═══ Exercise data

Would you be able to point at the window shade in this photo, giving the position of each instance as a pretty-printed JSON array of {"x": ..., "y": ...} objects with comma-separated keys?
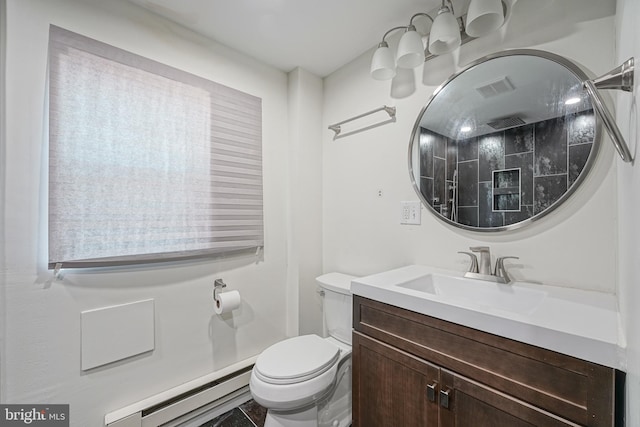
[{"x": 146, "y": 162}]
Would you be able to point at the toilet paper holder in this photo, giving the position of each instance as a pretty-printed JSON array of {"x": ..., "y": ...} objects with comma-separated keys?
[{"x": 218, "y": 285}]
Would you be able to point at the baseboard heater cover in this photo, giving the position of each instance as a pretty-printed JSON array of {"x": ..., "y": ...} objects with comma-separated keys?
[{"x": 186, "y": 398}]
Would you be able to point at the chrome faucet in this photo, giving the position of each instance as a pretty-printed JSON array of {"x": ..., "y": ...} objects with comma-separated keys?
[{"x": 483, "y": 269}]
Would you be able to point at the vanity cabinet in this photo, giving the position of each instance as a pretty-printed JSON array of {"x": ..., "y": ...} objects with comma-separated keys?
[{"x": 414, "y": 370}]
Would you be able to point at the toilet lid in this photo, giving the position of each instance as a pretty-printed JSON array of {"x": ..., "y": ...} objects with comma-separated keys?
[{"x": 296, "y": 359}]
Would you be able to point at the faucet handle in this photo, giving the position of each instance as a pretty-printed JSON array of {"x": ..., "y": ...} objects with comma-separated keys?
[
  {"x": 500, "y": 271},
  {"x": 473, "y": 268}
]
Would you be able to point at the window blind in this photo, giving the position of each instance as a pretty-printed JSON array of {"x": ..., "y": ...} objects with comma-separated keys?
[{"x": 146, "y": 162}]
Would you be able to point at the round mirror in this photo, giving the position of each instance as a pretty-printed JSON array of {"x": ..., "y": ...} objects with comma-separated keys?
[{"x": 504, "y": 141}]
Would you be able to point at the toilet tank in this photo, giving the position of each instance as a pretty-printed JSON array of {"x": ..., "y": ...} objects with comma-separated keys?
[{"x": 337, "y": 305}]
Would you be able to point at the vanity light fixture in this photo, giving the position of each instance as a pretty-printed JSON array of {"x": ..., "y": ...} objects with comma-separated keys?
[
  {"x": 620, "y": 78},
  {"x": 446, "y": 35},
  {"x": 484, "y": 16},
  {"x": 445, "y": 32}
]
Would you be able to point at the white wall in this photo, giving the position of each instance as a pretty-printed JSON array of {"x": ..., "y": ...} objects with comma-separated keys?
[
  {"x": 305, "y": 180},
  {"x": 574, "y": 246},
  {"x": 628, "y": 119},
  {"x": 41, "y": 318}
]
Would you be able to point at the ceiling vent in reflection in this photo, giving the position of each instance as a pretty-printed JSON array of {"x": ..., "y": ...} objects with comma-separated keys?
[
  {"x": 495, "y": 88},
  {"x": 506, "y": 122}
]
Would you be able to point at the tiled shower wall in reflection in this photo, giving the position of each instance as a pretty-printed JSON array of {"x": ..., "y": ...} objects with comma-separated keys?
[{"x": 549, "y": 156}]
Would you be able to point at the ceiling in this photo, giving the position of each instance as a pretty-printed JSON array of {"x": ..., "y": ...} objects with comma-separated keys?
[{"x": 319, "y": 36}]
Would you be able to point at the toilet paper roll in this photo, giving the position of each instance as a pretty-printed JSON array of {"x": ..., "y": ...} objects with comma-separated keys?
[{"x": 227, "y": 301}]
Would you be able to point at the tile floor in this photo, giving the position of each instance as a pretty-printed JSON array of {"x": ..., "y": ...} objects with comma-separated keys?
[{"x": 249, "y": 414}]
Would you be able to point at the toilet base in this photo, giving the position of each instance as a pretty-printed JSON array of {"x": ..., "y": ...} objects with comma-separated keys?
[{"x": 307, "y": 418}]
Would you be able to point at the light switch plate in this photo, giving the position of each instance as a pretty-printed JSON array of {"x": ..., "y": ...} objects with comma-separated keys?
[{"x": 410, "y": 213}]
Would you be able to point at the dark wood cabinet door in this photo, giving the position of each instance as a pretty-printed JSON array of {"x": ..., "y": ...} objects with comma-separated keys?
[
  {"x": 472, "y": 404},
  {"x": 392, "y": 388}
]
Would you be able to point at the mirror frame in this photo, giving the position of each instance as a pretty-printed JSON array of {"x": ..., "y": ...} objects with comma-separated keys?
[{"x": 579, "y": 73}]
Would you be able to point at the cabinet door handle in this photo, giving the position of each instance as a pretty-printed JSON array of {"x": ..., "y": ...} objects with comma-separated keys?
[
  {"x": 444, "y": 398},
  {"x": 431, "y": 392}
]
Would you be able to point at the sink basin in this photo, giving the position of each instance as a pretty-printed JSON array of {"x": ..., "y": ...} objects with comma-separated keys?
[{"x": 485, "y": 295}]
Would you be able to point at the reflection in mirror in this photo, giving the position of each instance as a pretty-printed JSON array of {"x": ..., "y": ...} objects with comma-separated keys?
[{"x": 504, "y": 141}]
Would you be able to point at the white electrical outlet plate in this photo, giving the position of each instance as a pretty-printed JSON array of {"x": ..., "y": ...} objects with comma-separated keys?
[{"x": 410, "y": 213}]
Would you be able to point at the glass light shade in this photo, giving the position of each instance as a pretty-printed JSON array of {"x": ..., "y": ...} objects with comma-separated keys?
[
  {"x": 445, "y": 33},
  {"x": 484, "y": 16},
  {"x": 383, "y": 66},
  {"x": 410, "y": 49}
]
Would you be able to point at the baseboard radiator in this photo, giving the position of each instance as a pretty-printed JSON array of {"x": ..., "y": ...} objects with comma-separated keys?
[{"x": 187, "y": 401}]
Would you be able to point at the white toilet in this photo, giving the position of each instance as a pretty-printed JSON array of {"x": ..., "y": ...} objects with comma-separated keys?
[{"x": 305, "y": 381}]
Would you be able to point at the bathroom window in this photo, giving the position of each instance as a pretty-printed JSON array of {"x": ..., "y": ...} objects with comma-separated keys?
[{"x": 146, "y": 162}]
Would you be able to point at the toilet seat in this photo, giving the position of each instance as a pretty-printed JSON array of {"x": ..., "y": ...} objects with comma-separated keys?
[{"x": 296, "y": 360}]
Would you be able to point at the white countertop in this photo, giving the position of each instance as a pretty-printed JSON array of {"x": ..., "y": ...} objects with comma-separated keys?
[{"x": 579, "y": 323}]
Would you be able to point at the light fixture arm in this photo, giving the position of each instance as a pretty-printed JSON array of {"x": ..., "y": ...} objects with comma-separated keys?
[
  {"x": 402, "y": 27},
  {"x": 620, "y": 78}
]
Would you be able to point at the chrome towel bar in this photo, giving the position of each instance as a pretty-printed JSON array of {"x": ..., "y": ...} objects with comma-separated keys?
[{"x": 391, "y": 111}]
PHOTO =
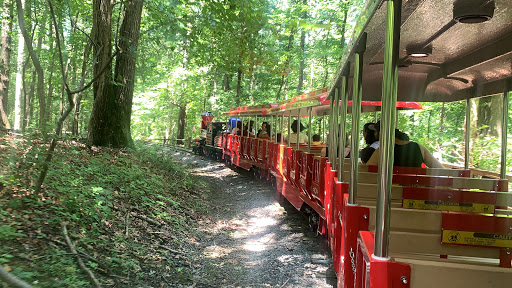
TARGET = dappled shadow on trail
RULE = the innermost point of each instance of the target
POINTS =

══════

→ What is expected
Copy out all the records exactly, excluding pictures.

→ Task result
Would you be able to point at the window shade in this photo, giving the position of each instance as a pretty-printed JSON array of {"x": ..., "y": ...} objects with comma-separated keys?
[{"x": 146, "y": 162}]
Would you be able to point at the toilet paper holder in this photo, giving the position of each instance as a pretty-printed JSON array of {"x": ..., "y": ...} objects with comma-separated keys?
[{"x": 218, "y": 285}]
Would you be able to point at the baseboard heater cover in this photo, giving the position of each instance as a pretty-printed JSON array of {"x": ..., "y": ...} objects with comma-separated keys?
[{"x": 186, "y": 398}]
Would you be able to point at the chrome faucet in this photo, giving the position of each instance as a pretty-printed JSON array of {"x": ..., "y": ...} objects with comma-separated keys?
[{"x": 483, "y": 269}]
Would you be able to point at the vanity cabinet in this photo, giving the position of each instance as a pretty-printed JSON array of {"x": ..., "y": ...} objects with comma-separated keys?
[{"x": 414, "y": 370}]
Would you be able to point at the toilet lid in this photo, giving the position of each instance as a pretty-printed JSON array of {"x": ..., "y": ...} objects with comma-separated keys?
[{"x": 296, "y": 359}]
Would you be able to point at the faucet handle in this photo, giving the position of each instance as a pretty-printed JSON array of {"x": ..., "y": ...} objects with comma-separated keys?
[
  {"x": 500, "y": 271},
  {"x": 473, "y": 268}
]
Would you be able to point at the window blind in this photo, giving the position of each instance as a pretty-printed JSON array of {"x": ..., "y": ...} objects with comma-separated keys?
[{"x": 146, "y": 162}]
Would you be able to point at the round mirror in this photo, giving the position of each instance as a pretty-printed JSON array of {"x": ..., "y": ...} objects with comma-separated keys?
[{"x": 504, "y": 141}]
Would you be able to point at the toilet tank in this photo, giving the position of each instance as a pretty-printed JSON array of {"x": ..., "y": ...} objects with comma-separated keys?
[{"x": 337, "y": 305}]
Would you be able to point at the vanity light fixture in this photo, giving the position of each instance as a pretty-printed JSON array of {"x": ..., "y": ...} objects with comma-separated keys?
[
  {"x": 620, "y": 78},
  {"x": 446, "y": 35},
  {"x": 484, "y": 16},
  {"x": 445, "y": 32}
]
Would you be able to point at the white wall in this photo, giving the position of each instance as a pretty-printed JSON array of {"x": ..., "y": ...} objects with comma-separated keys?
[
  {"x": 305, "y": 180},
  {"x": 574, "y": 246},
  {"x": 628, "y": 119},
  {"x": 41, "y": 318}
]
Would you be able to point at the ceiling vent in reflection in this photo, giving the position of each instance as a pretty-printed JSON array of {"x": ..., "y": ...} objects with comma-separated keys?
[
  {"x": 495, "y": 88},
  {"x": 506, "y": 122}
]
Would you be able to point at the tiled shower wall in reflection in this photo, giving the position of each instance as a pretty-printed JSON array of {"x": ..., "y": ...} objects with comma-separated keys?
[{"x": 549, "y": 156}]
Would you be able to point at the ceiling in this photo, giving the position of each instance as a pretty-printed JSON array of {"x": ..., "y": ...} objects with comma-separated keys?
[{"x": 319, "y": 36}]
Would you be able to point at the toilet paper roll in this photo, giving the position of each instance as a pretty-printed JSON array of {"x": ..., "y": ...} objects with comma-separated keys?
[{"x": 227, "y": 301}]
Would you be able to point at the tile floor in this photo, giving the position of each instance as a pretty-printed JSON array of {"x": ..., "y": ...} objects with comma-separated keys?
[{"x": 249, "y": 414}]
Would you be able to point at the toilet base in this photo, giving the position of each instance as a pretty-printed JSON array of {"x": ..., "y": ...} objects with comma-separated keys?
[{"x": 307, "y": 418}]
Would you be able to point at the light switch plate in this photo, giving the position of each instance as a pretty-printed JSON array of {"x": ..., "y": ...} objects with comma-separated keys?
[{"x": 410, "y": 213}]
Would you be able to point at the dark wood cabinet door in this photo, giving the position of each instance as a pretty-printed JSON array of {"x": ..., "y": ...} objects with comma-separated keys?
[
  {"x": 472, "y": 404},
  {"x": 392, "y": 388}
]
Would you be able to point at the mirror frame in this photo, giving the position of each instance as a pretty-printed JSON array of {"x": ..., "y": ...} objects with comma-separated keys?
[{"x": 579, "y": 73}]
Would you be able to point at the cabinet door handle in this photo, giving the position of each instance as a pretty-printed JSON array of {"x": ..., "y": ...} objects with comma-separated keys?
[
  {"x": 444, "y": 398},
  {"x": 431, "y": 392}
]
Would you be able to point at the sink basin in this photo, giving the position of each instance as a pretty-printed JSON array of {"x": ..., "y": ...} objects with comma-separated keys?
[{"x": 485, "y": 295}]
Would you be able to point at the reflection in mirror in this photo, giving the position of each instance as a pretty-printed JSON array of {"x": ..., "y": ...} objects with comma-separated keys?
[{"x": 504, "y": 141}]
Would you be able to point at the white electrical outlet plate in this photo, giving the position of each instance as a pretty-printed JSON array of {"x": ..., "y": ...} objects with comma-separated keys?
[{"x": 410, "y": 213}]
Would you be able to point at the glass light shade in this photo, giving the position of each instance as a pretty-printed JSON array of {"x": ..., "y": ...} objects with comma-separated keys?
[
  {"x": 445, "y": 33},
  {"x": 484, "y": 16},
  {"x": 383, "y": 66},
  {"x": 410, "y": 49}
]
Would you be able to point at the baseboard radiator in this photo, giving the position of each instance as a pretty-printed JSON array of {"x": ..., "y": ...} objects with comma-separated keys?
[{"x": 187, "y": 401}]
Would you be able to point at the white toilet in this photo, giving the position of each instance as a pretty-printed JSON array of {"x": ..., "y": ...} objects with comma-separated keys?
[{"x": 305, "y": 381}]
Would you be able to point at the bathroom window in this photo, giving the position of each instance as a pretty-printed JSON array of {"x": ..., "y": ...} objects with comma-separated keys?
[{"x": 146, "y": 162}]
Would you be able to point at the toilet seat in this photo, giving the position of each instance as a pretty-printed JSON array of {"x": ..., "y": ...} objects with comma-separated keys?
[{"x": 296, "y": 360}]
Would you be able to point at the white countertop in this photo, giving the position of each instance as a pretty-printed JSON array of {"x": ..., "y": ...} objects with comma-separated keys?
[{"x": 579, "y": 323}]
Would you be able to point at the light fixture arm in this photo, giving the position of each instance as a pretty-printed JSON array of {"x": ..., "y": ...} objects with comma-separated keys?
[
  {"x": 402, "y": 27},
  {"x": 620, "y": 78}
]
Would you be able to point at the chrome towel bar in this photo, giving the position of each instance as a pretty-printed JSON array of {"x": ..., "y": ...} objects with comma-separated keys?
[{"x": 391, "y": 111}]
PHOTO =
TARGET = dappled shadow on trail
RULE = the innermost point of each instance of the target
POINTS =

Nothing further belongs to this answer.